The tasks
• A. Using the lab assignment text on drawing a chess board, answer these questions, one per line:
(i) What is the enrollment key for the interactive videos?
(ii) Which online system is used to draw the chess board?
(iii) Into how many parts is the lab split?
• B. Carry on the lab assignment text about drawing a chess board, picking up right after its final sentence.

___ Excerpted text ___

When you are done, please submit the URL of your solution using the Fire system
Before you begin: all the material you need for this lab can be found in these Interactive videos Enrollment key: CMDKM-50508. Please try them out (about an hour of material in total), do the in-video quizzes, add insert questions in the videos as you go along (we’ll try to answer the questions!). If university sign-in is not working for this site you will need to create a personal account. Let us know if you can’t get access one way or another!
In this lab assignment, you will use the online system Code.World to draw a simple picture of a chess board, defined as a function chess where chess n (for some non negative integer n) is a drawing of a chess board of size n times n. The expected output of the following program:
program = drawingOf(chess 9)should give:
The lab is split into two parts, each exercising a different aspect of problem solving with Haskell. Note: Please make sure you follow the submission guidelines when you write your code.

___ Entries ___

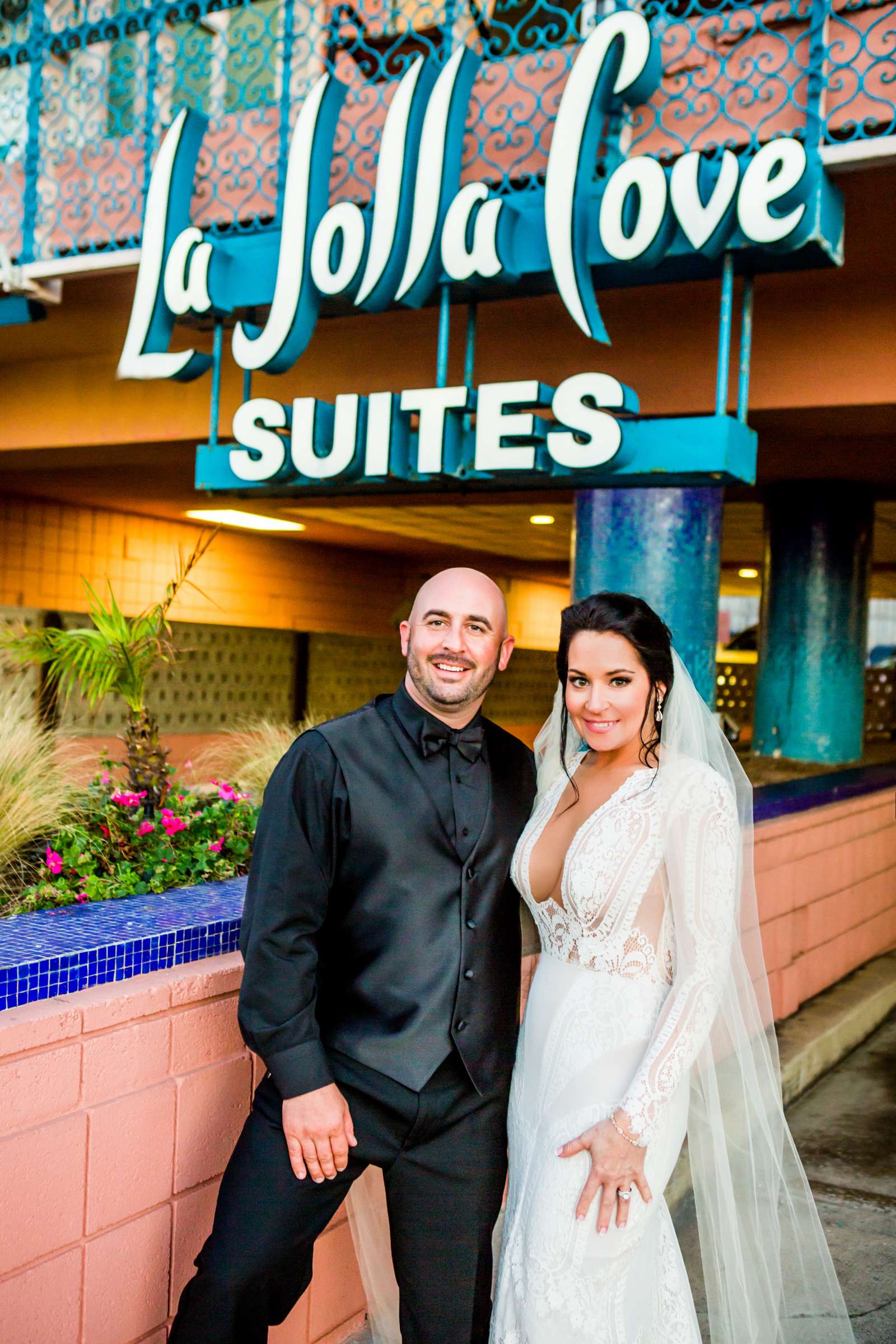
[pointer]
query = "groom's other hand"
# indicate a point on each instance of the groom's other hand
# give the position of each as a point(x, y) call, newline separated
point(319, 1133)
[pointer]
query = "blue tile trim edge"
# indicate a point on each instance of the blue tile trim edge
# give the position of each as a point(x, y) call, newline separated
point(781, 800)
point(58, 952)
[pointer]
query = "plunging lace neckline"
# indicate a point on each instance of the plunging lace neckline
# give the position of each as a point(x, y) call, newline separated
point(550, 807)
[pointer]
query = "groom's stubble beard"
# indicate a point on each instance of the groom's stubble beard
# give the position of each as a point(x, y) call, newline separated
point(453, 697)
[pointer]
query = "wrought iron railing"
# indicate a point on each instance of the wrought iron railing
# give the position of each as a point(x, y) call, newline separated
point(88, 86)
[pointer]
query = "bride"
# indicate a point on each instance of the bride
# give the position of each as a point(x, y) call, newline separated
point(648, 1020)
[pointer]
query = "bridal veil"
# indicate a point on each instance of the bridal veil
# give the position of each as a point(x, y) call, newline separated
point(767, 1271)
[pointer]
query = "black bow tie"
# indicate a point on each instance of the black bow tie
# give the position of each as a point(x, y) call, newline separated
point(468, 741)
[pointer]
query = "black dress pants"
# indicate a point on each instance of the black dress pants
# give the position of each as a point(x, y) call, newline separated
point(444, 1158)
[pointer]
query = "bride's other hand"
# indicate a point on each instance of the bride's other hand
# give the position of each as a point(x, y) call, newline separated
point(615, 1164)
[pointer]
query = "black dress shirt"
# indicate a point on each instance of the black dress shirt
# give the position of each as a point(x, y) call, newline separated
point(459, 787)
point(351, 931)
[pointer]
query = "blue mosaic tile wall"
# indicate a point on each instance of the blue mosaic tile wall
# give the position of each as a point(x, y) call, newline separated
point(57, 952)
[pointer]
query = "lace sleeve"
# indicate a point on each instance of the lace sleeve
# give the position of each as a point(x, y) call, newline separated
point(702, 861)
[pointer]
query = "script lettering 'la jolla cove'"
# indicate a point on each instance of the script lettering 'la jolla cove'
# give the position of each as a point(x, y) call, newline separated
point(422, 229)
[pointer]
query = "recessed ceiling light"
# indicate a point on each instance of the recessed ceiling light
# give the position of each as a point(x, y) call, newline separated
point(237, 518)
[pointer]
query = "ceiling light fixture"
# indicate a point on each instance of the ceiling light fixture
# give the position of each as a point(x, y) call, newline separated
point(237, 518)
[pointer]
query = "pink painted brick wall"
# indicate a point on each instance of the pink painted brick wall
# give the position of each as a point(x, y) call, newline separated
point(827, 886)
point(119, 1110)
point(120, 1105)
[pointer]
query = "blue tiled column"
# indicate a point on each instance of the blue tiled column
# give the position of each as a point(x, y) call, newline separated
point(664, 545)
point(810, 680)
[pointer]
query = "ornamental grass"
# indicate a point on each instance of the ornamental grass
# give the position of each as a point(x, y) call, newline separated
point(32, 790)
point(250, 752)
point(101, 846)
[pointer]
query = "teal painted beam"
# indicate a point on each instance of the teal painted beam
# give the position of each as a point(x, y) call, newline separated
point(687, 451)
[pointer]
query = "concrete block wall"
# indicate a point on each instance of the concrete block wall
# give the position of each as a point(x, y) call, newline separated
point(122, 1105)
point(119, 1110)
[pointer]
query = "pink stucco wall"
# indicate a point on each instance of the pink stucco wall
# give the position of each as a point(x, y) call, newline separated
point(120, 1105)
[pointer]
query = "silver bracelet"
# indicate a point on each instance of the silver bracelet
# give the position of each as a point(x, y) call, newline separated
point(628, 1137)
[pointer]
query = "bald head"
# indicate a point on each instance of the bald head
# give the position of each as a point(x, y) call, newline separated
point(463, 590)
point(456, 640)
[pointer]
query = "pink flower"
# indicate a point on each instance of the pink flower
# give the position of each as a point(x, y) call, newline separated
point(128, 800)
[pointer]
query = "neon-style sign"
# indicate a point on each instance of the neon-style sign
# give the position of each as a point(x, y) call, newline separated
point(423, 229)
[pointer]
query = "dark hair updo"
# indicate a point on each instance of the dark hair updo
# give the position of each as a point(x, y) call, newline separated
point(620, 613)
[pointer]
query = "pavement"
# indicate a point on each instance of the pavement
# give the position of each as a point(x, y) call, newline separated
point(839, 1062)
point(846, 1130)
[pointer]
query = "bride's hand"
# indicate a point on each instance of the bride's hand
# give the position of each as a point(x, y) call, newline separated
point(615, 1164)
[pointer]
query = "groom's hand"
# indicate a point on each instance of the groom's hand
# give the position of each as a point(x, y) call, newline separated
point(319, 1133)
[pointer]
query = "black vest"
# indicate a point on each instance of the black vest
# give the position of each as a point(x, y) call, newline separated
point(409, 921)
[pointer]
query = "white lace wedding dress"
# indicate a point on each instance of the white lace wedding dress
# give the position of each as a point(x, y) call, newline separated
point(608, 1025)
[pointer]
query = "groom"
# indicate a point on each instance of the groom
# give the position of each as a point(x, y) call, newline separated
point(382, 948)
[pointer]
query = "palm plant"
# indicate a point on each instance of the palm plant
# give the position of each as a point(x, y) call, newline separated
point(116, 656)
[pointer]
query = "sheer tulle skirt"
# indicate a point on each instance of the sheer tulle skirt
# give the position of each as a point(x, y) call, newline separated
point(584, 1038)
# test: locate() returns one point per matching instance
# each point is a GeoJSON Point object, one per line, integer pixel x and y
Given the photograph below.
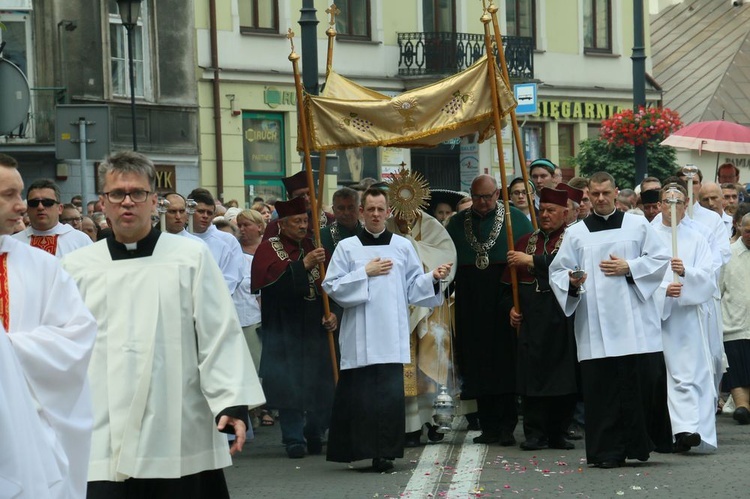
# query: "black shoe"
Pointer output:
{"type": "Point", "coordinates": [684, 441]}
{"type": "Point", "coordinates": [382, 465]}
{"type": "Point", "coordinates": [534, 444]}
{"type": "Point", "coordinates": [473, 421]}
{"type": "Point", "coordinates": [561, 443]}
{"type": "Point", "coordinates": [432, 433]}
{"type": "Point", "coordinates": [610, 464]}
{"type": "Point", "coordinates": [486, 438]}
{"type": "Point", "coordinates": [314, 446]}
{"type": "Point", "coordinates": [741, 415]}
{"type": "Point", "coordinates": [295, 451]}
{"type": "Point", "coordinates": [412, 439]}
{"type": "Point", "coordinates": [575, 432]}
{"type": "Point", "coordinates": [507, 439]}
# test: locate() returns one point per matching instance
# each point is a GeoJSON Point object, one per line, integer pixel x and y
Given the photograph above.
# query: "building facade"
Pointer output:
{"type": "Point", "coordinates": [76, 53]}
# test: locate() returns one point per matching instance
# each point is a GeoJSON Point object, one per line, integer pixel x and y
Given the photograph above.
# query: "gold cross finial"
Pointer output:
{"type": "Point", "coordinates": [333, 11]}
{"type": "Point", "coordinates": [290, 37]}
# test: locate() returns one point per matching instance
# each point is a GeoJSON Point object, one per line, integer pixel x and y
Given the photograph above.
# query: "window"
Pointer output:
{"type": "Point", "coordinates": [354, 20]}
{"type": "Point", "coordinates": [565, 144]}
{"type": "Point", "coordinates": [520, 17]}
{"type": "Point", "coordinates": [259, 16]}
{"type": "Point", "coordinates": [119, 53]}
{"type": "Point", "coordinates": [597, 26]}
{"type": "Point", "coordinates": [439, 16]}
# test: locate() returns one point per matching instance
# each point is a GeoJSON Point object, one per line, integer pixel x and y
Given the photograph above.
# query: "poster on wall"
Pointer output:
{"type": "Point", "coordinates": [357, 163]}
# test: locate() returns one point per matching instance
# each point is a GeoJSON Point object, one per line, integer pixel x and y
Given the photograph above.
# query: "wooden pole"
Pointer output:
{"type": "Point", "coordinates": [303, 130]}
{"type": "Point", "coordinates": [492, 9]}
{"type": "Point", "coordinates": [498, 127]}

___

Answers for the tasks
• A.
(i) CMDKM-50508
(ii) Code.World
(iii) Two

• B.
To prepare for the assignment you must have followed the first one-and-a-half lectures of the course. You will need a basic uderstanding of (i) The code.world picture functions (ii) definitions using guards (iii) simple recursive functions, and (iv) simple list comprehensions.
Part 1
Part 1 this part assignment is broken down into tasks A, B and C described below. The goal of parts A, B and C is to produce the bottom row of a chess-board. On an n by n chess board (OK, n is always 8 in normal chess, but let’s be more general) let us refer to the positions of the squares by their coodinates, so the bottom left corner is position (0,0), and the top right is (n-1,n-1). This picture of drawingOf(coordinatePlane & chess 3) might be useful to see this:
Assignment A
The colour of a square in the bottom row of the board is either white (we will draw it as yellow) or black depending on its position. Let’s say that the first square (on the left) is at position 0 (since it will be displayed at coordinate position (0,0)). This square is always white.
Define a function colourAt which when given a non-negative integer n returns the colour of the square at position n. The colours yellow and black are predefined in code.world. For example, colourAt 2 should give yellow. Try your definition by using the following function:
program = programA
programA = drawingOf ( coloured(circle 2, colourAt 2)
& coloured(circle 3, colourAt 3) )Assignment B
Define a function squareAt n which gives a picture of a solid rectangle at position (n,0) on the grid, with the right colour for that position.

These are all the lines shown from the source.